### Work to complete
Transcribe all of the records word for word, but omit the pictures.

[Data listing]
>> BEGIN

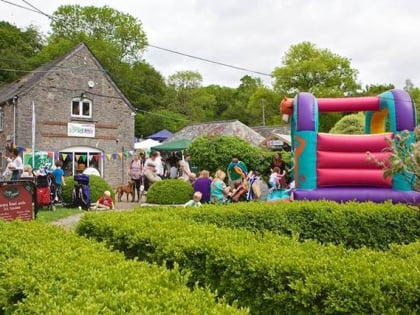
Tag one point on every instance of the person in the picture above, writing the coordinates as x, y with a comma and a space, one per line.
135, 171
27, 172
277, 161
160, 167
59, 181
173, 171
203, 185
16, 166
277, 180
172, 161
259, 187
237, 172
219, 190
195, 202
7, 173
150, 167
186, 174
105, 202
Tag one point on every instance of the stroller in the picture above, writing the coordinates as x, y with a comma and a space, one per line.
45, 192
81, 191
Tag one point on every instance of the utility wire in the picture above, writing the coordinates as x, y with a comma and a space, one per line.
20, 6
208, 60
36, 10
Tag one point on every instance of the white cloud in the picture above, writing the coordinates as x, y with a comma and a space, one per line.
380, 37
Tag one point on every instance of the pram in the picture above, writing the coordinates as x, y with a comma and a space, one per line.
81, 191
44, 192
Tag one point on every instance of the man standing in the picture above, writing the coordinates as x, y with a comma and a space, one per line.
237, 172
186, 173
16, 166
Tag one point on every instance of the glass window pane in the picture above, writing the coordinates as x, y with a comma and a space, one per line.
75, 108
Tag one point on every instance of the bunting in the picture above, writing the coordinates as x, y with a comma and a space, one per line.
82, 157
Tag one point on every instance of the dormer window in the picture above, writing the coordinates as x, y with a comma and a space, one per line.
81, 108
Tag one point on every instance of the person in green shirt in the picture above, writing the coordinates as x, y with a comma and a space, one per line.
237, 172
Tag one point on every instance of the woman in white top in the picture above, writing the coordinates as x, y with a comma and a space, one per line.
186, 174
16, 166
150, 167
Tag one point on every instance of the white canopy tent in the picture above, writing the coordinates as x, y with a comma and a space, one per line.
145, 144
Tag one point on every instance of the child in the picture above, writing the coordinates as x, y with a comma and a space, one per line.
277, 180
58, 174
196, 201
105, 202
27, 172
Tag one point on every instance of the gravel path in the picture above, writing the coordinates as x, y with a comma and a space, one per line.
69, 223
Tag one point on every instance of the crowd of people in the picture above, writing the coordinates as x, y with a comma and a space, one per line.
234, 184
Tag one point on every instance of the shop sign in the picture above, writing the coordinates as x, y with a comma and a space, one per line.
81, 130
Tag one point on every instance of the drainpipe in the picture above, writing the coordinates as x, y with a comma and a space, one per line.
15, 102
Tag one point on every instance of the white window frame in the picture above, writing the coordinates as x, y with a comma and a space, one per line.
81, 104
1, 119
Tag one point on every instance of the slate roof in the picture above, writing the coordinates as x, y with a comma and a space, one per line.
24, 84
266, 131
225, 128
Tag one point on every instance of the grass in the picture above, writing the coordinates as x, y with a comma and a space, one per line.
46, 216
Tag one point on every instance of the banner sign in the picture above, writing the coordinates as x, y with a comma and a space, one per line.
81, 130
15, 202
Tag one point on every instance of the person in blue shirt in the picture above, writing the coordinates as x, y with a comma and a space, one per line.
59, 181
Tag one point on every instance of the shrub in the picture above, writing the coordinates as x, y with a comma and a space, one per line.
170, 191
97, 187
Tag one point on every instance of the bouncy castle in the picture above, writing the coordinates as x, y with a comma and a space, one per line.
336, 167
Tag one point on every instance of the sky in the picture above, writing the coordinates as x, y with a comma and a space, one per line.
381, 38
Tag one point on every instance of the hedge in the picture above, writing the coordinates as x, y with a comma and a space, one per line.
355, 225
268, 273
45, 270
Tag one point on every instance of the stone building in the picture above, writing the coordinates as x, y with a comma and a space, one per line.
69, 109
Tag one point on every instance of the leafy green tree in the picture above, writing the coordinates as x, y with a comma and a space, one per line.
224, 97
17, 47
213, 153
414, 93
307, 68
404, 158
187, 97
150, 122
239, 108
376, 89
352, 124
263, 107
100, 24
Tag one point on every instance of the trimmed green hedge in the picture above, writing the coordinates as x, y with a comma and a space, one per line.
355, 225
169, 192
268, 273
45, 270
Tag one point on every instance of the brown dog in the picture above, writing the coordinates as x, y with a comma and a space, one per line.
125, 189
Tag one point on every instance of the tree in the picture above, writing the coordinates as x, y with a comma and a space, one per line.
352, 124
263, 107
307, 68
414, 93
213, 153
17, 47
238, 110
187, 97
148, 123
224, 97
404, 159
376, 89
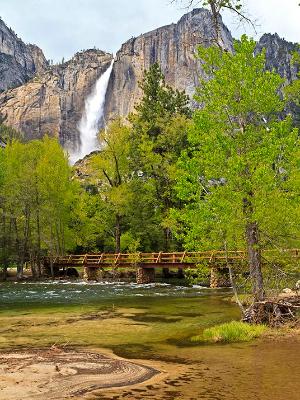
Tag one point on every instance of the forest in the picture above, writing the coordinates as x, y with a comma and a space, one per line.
222, 177
167, 178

>> END

### Solution for this problem
Tag one point on every instance of the person in the picture above, writing the coordinates as x, y with a comma and a space, one per line.
135, 171
27, 172
277, 161
160, 167
59, 181
173, 171
203, 185
16, 166
277, 180
172, 161
259, 187
237, 172
219, 190
195, 202
7, 173
150, 167
186, 174
105, 202
Tag one point on every instance of the stroller in the picture above, writing the coordinates as x, y with a comma and a space, one per line.
45, 192
81, 191
Tag one point on every instance of the utility wire in the picture above, writing the coordinates as x, y with a comma and a space, one per line.
20, 6
208, 60
36, 10
Tag one point on every instance of the white cloud in the picture above, writing the coordinates as x, y with a comma and a space, one per line.
380, 37
Tag one point on every instance of the pram in the picture above, writing the coordinates as x, y with a comma and a space, one per line.
81, 191
44, 192
Tag one point on every instance of the man standing in the picture above, writing the coordinates as x, y with a comma and a space, one per line.
237, 172
186, 173
16, 166
Tag one point on every instance of the glass window pane in the picture above, writing the coordinates as x, y with a comma and a space, one per line.
75, 108
Tag one point on every instance of the bunting in the picture above, writing the coordinates as x, y with a comma and a space, one per line.
82, 157
Tag one point on every instance of the dormer window in the picture above, writing the coordinates as x, y with a comma and a space, one per line.
81, 108
Tag one point on every instance of the person in green shirt in the picture above, writing the coordinates as x, y with a comma and a space, one per line.
237, 172
Tag one point on every instance of the woman in white top in the picture above, writing the coordinates as x, y with a comma and a space, one per line.
186, 174
16, 166
150, 167
Tag one point on every instance of the white canopy tent in the picture above, writing the coordinates as x, y with a comma and a space, one per line.
145, 144
Tag one point on every instance of the child in the picture above, writing the coordinates as x, y with a comma and a space, one per line.
277, 180
58, 174
196, 201
105, 202
27, 172
Tag one point on every instance of the gravel path in the picture above, writing the coordinates as x, y with a comma and a space, one per line.
69, 223
Tag one point on every instance of the crowd of people in the picture above, writing the coordinates as x, y with a comma and a space, one per line.
234, 184
Tag one point on every instance of the shop sign in the picture above, writing the coordinates as x, y with a comma and a space, one per line.
81, 130
Tag one point on every instance of the drainpipe in the picture above, writing the coordinates as x, y with a comma and a space, one per line.
15, 102
Tag one point on every instance of the white window frame in the picture above, writing the coordinates as x, y with a comma and a space, one per line.
81, 104
1, 119
Tag one point on every instance of the slate roof in the picture above, writing the coordinates as x, y with a comma and a space, one per line.
24, 84
266, 131
225, 128
Tag one point on every instance of the grass in the picture above, writing the coordinates as x, y with a comma and a space, one per line.
46, 216
Tag one point on every instance of the banner sign in the picture above, writing the coordinates as x, y with a comma and a space, one per line.
81, 130
15, 202
Tag one point on every instance of the person in blue shirt in the picture above, writing the coordinates as x, y with a comma and a space, one per line.
59, 181
Tag one point on every instance of the shrub in the picture above, writing the coordinates as x, y with a comma and a space, one per line.
170, 191
97, 187
Tag one point on every instance of the bouncy castle in the picture above, writing the coordinates as x, y with a comma and a space, one per line.
336, 167
Tag one point on every instance of the sky in the picture above, writing the coordinates as x, y with a comma and a space, one per line.
381, 38
Tag one point on every instance of the hedge in the picture above, writing the coordinates as x, y with a comma and a space, one per line.
355, 225
268, 273
45, 270
Tag one point on every instance of the stone building in the picture above, writing the coordinates as x, y with a comma and a space, one per line.
69, 109
Tag one point on every instance of the leafy green tree in the picture above, writing the coordinates as x, y with a comma and a space, one per line.
224, 97
17, 47
213, 153
414, 93
307, 68
404, 158
187, 97
150, 122
239, 108
376, 89
352, 124
263, 107
100, 24
Tag one point on every instance of the trimmed green hedge in the picture above, writing the coordinates as x, y with a comma and a space, one per line.
355, 225
169, 192
268, 273
45, 270
Tag one point on every instance of the brown dog in the picture above, writing the coordinates as x, y with a comma and a space, one per line.
125, 189
Tag one point on every instance of the tree in the picture above, writing the coordinates as x, y with a comma and a space, one per line.
352, 124
263, 107
307, 68
414, 93
213, 153
17, 47
238, 110
187, 97
148, 123
224, 97
404, 159
376, 89
Tag one point on every instance of the forest in the picture above, writing the coordinates as x, y with a comma and a space, one per line.
222, 177
167, 178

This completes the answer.